▸ **Given data**
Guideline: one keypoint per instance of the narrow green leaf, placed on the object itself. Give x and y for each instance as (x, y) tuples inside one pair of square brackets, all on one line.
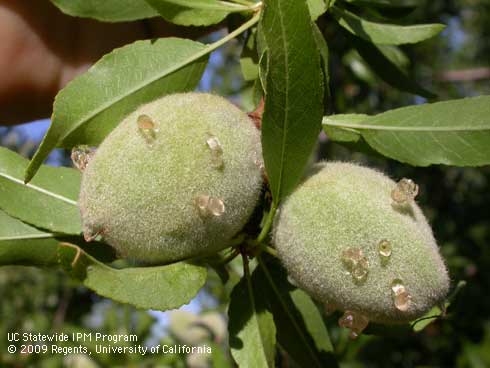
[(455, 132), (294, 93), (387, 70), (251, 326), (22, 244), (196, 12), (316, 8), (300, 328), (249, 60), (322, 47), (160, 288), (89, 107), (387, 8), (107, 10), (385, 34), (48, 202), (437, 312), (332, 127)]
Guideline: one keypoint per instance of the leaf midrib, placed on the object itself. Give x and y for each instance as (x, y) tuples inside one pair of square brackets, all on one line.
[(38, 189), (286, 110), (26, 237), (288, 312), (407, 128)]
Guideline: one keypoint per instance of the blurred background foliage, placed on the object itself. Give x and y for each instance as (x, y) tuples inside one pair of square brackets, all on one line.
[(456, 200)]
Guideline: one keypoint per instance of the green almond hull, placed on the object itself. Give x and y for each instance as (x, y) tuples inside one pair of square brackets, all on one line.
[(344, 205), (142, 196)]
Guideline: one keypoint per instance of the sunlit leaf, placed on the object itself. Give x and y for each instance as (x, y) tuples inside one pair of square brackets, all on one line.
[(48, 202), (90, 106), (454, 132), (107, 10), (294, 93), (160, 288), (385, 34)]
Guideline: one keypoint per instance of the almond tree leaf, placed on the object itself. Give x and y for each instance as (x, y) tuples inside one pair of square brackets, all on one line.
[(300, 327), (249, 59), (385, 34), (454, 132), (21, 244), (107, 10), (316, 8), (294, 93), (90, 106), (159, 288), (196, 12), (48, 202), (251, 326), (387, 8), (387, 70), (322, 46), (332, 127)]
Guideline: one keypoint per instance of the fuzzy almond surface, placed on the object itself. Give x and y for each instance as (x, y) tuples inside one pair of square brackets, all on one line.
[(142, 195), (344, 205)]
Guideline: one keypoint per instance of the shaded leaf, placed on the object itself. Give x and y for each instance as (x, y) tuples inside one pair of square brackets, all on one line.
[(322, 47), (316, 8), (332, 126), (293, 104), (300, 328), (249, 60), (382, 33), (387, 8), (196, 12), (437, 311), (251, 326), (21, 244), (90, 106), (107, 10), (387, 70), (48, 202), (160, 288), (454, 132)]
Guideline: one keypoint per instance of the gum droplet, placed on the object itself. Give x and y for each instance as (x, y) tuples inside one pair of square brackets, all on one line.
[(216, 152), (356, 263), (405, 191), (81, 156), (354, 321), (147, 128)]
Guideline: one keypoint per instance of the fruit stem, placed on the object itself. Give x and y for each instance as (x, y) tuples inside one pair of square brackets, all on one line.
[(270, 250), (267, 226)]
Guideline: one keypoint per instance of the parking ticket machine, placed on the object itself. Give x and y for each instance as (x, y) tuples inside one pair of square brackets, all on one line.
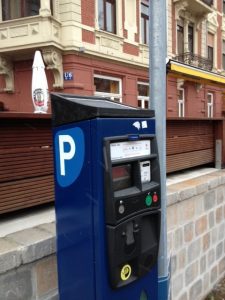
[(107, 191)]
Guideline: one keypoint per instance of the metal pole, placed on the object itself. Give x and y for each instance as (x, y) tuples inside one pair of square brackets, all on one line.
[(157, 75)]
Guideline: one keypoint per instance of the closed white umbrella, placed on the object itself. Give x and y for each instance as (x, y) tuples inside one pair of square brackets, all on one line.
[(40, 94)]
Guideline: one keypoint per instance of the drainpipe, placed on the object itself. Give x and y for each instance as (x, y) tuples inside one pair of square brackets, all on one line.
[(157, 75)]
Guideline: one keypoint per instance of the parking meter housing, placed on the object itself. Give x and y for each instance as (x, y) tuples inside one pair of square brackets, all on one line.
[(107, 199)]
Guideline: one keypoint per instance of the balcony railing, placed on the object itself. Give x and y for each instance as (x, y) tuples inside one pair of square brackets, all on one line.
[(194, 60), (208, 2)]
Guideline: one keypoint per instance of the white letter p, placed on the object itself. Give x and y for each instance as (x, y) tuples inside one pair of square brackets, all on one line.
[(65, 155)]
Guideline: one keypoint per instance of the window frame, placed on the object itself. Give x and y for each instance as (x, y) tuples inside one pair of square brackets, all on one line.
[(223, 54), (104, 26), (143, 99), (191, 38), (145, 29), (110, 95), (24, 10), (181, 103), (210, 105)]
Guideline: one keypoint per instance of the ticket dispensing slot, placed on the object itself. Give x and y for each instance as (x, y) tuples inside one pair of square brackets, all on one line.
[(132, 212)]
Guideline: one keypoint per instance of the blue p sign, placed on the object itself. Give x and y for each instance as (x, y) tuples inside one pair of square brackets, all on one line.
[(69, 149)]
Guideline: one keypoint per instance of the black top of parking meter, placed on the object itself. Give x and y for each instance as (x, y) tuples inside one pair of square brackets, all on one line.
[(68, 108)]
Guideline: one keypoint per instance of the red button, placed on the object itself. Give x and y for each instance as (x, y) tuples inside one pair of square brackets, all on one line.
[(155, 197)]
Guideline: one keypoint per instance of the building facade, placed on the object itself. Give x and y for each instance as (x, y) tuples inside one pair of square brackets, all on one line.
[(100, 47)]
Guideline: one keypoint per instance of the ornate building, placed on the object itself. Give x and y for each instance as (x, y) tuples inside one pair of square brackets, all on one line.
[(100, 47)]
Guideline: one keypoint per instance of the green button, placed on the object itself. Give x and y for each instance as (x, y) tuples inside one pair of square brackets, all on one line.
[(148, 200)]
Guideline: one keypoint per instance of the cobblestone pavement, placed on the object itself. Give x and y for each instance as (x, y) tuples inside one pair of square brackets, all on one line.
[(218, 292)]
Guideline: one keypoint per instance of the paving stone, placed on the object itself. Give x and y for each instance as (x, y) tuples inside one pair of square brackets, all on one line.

▸ **Exercise requirements**
Copy out the entire listing above word for word, leaving out the pictures.

▸ **Finished answer**
Guideline: one keypoint per instance of the narrow green leaf, placed on the object itself. Give x and y for each instance as (x, y) tuples inside one pair of square brackets, all on one line.
[(455, 132), (294, 93), (387, 70), (251, 326), (22, 244), (196, 12), (316, 8), (300, 328), (249, 60), (322, 47), (160, 288), (89, 107), (387, 8), (107, 10), (385, 34), (48, 202), (437, 312), (332, 127)]
Guideline: one keypoint per instance of the leaf midrib, placed on the object itself. Give x and y for each instance as (x, y) tuples inside one pair of square brackets, all on one line.
[(38, 189), (286, 110), (26, 237), (288, 312), (407, 128)]
Guideline: one keypoint per instance of the blurred background foliage, placed on the object itself. Give x and y for each instance as (x, y) tuples inside one pair of square brackets, all on one line.
[(456, 200)]
Guideline: one keypoint per instance of the green almond hull, placed on the object itself. Give x and y for each instance as (x, y) tuples inside one pair of square brackets, all on one line.
[(344, 205), (142, 196)]
Guideline: one keypoint per instance of the sunlit leaf, placed on the object itself. Give x and y for each instance as (x, y) tuples inside one pair of square brackets, all on one line.
[(48, 202), (90, 106), (454, 132), (107, 10), (294, 93), (160, 288), (385, 34)]
Guideline: one keypoint per instance of the almond tree leaf, placed on the object itself. Give x and y for each instance as (x, y) tuples inside one pair of square brackets, all on one line.
[(300, 327), (249, 59), (385, 34), (454, 132), (21, 244), (107, 10), (316, 8), (294, 93), (90, 106), (159, 288), (196, 12), (48, 202), (251, 326), (387, 8), (387, 70), (322, 46), (332, 127)]
Guideline: one keypoint per instance of the fuzzy almond surface, placed on the object itself. Give x and y for each instance as (x, y) tuples inside one pair of square brackets, all on one line.
[(142, 195), (344, 205)]
Guideline: one keypoint per instance of the shaded leaf, placed on the object itself. Give x and y for each instance as (x, y) tuples inside one pair of square brackets, all on one line.
[(322, 47), (316, 8), (332, 126), (293, 104), (300, 328), (249, 60), (382, 33), (387, 8), (196, 12), (437, 311), (251, 326), (21, 244), (90, 106), (107, 10), (387, 70), (48, 202), (160, 288), (454, 132)]
Guideline: one keypoint per instance of the gum droplet, placed on the object itself. Give x and y for each instance as (x, y) tuples inside one pair of square brackets, all on one line.
[(216, 152), (356, 263), (405, 191), (81, 156), (354, 321), (147, 128)]
Guideline: one keypoint per instance of the fruit stem, placed on the object itself. Give x and y for each instance as (x, y) tuples inside one pair of square brackets, all on one line.
[(270, 250), (267, 226)]
Guideline: one keypoint per instance of the parking ticket machine, placed on the object itself. Give x and y for each instance as (x, y) tuples inside one pair of square brackets, all on one line.
[(107, 191)]
Guideline: one keypoint per instance of the metal pole, placed on the object itself. Give x and y for each instance as (x, y) tuples inside one pair of square brackets, all on one line.
[(157, 75)]
Guideline: one keypoint per instance of the closed white umbrella, placed on the object itself. Give x and y for each instance as (x, y) tuples inside one pair of square brackets, all on one line.
[(40, 94)]
Guideline: one keypoint per instance of the drainpipe, placed on the object itself. Give x and y for each instance as (x, y) tuples inside one pair of square brackets, all on one line.
[(157, 75)]
Guideline: one keypoint per instance of the parking meter housing, placed on the object itself. Give x and y for each instance as (x, y) tuples inside one pair of square brackets, all on one line.
[(107, 199)]
Guideline: one keypoint per instance of the balcony railing, placed on the object itself. Give x and y for each instance as (x, y) tuples inside one pair of square brackets, all on one line.
[(194, 60), (208, 2)]
Guideline: one keypoint per instance of the white letter p, placed on the object itself. Give x and y for each instance as (x, y) tuples inside one pair of square brackets, all on one line.
[(65, 155)]
Guideline: one keypoint per instance of the window frame, placed on the object itself. Give x and y for each instance as (x, y) tuples inside one pair of square brackets, all on one line.
[(223, 54), (104, 26), (143, 99), (191, 38), (145, 29), (110, 95), (24, 10), (181, 103), (210, 105)]
Guideline: one keypoint per instance of the ticket dispensing slot, placed on the object itself. Give x and y for each instance as (x, y) tuples inside one pair of square brackets, all on one line.
[(132, 212)]
Guideline: one keypoint per instance of the blue p sign, placed on the object itself. Give x and y for each instance as (x, y) tuples inside one pair of square brackets, all on one line.
[(69, 149)]
Guideline: one keypoint per instance of the black top of parking meter, placed on the object itself. Give x and y for each instance as (x, y) tuples inside one pair of square brackets, all on one line.
[(68, 108)]
Guideline: one keypoint per instance of the red button, placed on the object itself. Give x and y for each instance as (x, y) tuples inside one pair of square brackets, all on one line.
[(155, 197)]
Guideline: one keypoint per instance of the building facade, placed on the object itself. Give x and y for each instance as (x, y) tuples inside one pair of square brackets, all on one line.
[(100, 47)]
Guideline: one keypoint per instance of the ornate building, placed on the object itself. Give x and y for each instance as (x, y) tuples inside one pair of square brackets, all on one line.
[(100, 47)]
Guideline: one keypoint per instance of the green button, placed on the object itself. Give x and y for each instance as (x, y) tuples inside one pair of square brackets, all on one line.
[(148, 200)]
Guideline: one keypoint per instance of the cobblestone pavement, placed on the object itself. Give x and y for each instance as (x, y) tuples inside one pair of square brackets, all on one line.
[(218, 292)]
Guideline: one keypoint per instance of the paving stone, placed on the object itself. Give x and y for each instance as (x, y) tuples inside one pair of square brackets, all on one line.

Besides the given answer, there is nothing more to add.